Registros del conjunto de datos de señalamiento

::::::::::

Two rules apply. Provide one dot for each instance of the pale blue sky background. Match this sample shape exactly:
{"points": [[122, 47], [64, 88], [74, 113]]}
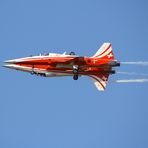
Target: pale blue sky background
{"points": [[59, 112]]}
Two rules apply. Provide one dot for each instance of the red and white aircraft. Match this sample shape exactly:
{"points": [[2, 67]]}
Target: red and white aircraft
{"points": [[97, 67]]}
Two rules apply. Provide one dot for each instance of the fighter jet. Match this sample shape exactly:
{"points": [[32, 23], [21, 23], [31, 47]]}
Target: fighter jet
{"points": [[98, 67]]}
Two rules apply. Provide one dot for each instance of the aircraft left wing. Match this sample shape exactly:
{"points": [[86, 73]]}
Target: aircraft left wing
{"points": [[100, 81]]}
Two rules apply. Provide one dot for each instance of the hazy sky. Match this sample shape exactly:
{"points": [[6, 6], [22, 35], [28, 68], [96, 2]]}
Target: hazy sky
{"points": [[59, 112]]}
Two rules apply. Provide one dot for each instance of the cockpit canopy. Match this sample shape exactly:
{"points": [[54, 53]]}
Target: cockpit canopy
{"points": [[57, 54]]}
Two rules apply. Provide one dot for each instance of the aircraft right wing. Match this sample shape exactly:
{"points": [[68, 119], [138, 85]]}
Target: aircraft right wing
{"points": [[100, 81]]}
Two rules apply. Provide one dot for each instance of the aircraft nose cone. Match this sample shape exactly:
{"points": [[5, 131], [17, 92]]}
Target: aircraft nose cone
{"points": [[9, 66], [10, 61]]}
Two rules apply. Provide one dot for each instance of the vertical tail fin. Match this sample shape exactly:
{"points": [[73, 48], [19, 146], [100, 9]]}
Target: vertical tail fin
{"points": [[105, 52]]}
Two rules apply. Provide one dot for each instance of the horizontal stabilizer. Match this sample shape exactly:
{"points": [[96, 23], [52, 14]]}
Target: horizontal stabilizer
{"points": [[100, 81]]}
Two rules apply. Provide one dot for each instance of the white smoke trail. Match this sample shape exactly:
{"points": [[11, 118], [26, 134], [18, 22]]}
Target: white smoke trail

::::::::::

INSTRUCCIÓN ESCRITA: Convierte todos los datos de arriba en una lista numerada, sin las líneas en blanco. Deja la imagen fuera de tu respuesta.

TAREA COMPLETADA:
1. Two rules apply. Provide one dot for each instance of the pale blue sky background. Match this sample shape exactly:
2. {"points": [[122, 47], [64, 88], [74, 113]]}
3. Target: pale blue sky background
4. {"points": [[59, 112]]}
5. Two rules apply. Provide one dot for each instance of the red and white aircraft. Match this sample shape exactly:
6. {"points": [[2, 67]]}
7. Target: red and white aircraft
8. {"points": [[97, 67]]}
9. Two rules apply. Provide one dot for each instance of the fighter jet. Match this sample shape exactly:
10. {"points": [[32, 23], [21, 23], [31, 47]]}
11. Target: fighter jet
12. {"points": [[98, 67]]}
13. Two rules apply. Provide one dot for each instance of the aircraft left wing. Match this sample shape exactly:
14. {"points": [[86, 73]]}
15. Target: aircraft left wing
16. {"points": [[100, 81]]}
17. Two rules apply. Provide one dot for each instance of the hazy sky. Match this sample shape exactly:
18. {"points": [[6, 6], [22, 35], [28, 68], [96, 2]]}
19. Target: hazy sky
20. {"points": [[59, 112]]}
21. Two rules apply. Provide one dot for each instance of the cockpit canopy. Match this sample shape exactly:
22. {"points": [[54, 53]]}
23. Target: cockpit canopy
24. {"points": [[57, 54]]}
25. Two rules apply. Provide one dot for each instance of the aircraft right wing. Match this sample shape exactly:
26. {"points": [[68, 119], [138, 85]]}
27. Target: aircraft right wing
28. {"points": [[100, 81]]}
29. Two rules apply. Provide one dot for each instance of the aircraft nose cone. Match this sample shape exactly:
30. {"points": [[5, 131], [17, 92]]}
31. Target: aircraft nose cone
32. {"points": [[9, 66], [10, 61]]}
33. Two rules apply. Provide one dot for each instance of the vertical tail fin. Match this sample shape exactly:
34. {"points": [[73, 48], [19, 146], [100, 9]]}
35. Target: vertical tail fin
36. {"points": [[105, 52]]}
37. Two rules apply. Provide one dot for each instance of the horizontal stabilizer. Match this sample shape exactly:
38. {"points": [[96, 23], [52, 14]]}
39. Target: horizontal stabilizer
40. {"points": [[100, 81]]}
41. Two rules apply. Provide one dot for each instance of the white smoke trail. Match this sample shape exactly:
42. {"points": [[11, 118], [26, 134], [18, 22]]}
43. Target: white smoke trail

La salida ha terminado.